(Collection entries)
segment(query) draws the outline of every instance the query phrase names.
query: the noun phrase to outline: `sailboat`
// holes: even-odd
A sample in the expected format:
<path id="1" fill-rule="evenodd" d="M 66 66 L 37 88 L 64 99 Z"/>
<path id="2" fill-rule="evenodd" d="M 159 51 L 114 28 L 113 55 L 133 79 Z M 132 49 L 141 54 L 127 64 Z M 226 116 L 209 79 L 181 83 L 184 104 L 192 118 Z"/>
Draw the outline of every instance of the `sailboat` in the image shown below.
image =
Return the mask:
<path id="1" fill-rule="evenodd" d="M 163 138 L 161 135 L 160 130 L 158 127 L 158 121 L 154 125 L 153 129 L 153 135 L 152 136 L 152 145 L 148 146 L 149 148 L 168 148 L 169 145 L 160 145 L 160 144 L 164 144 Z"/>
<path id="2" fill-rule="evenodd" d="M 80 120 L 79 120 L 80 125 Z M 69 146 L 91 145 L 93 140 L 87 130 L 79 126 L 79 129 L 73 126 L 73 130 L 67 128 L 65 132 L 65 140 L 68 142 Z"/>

§ **Written instruction**: Repeat the records above exactly, from the first line to the last.

§ **Expected answer**:
segment(query) draws the outline of every instance the query phrase names.
query: the noun phrase to outline: `sailboat`
// holes: even-odd
A sample in the expected format:
<path id="1" fill-rule="evenodd" d="M 66 66 L 37 88 L 64 99 Z"/>
<path id="2" fill-rule="evenodd" d="M 159 51 L 114 28 L 113 55 L 133 79 Z M 132 49 L 141 54 L 127 64 Z M 226 116 L 209 79 L 181 83 L 184 104 L 192 118 Z"/>
Draw the outline of every instance of the `sailboat` in the image shown below.
image =
Return the mask:
<path id="1" fill-rule="evenodd" d="M 163 138 L 161 135 L 160 130 L 158 127 L 158 121 L 154 125 L 153 129 L 153 135 L 152 136 L 152 145 L 148 146 L 149 148 L 168 148 L 169 145 L 160 145 L 160 144 L 164 144 Z"/>
<path id="2" fill-rule="evenodd" d="M 80 120 L 79 120 L 80 125 Z M 69 146 L 91 145 L 93 140 L 87 130 L 79 126 L 79 129 L 73 126 L 73 130 L 67 128 L 65 132 L 65 140 L 68 142 Z"/>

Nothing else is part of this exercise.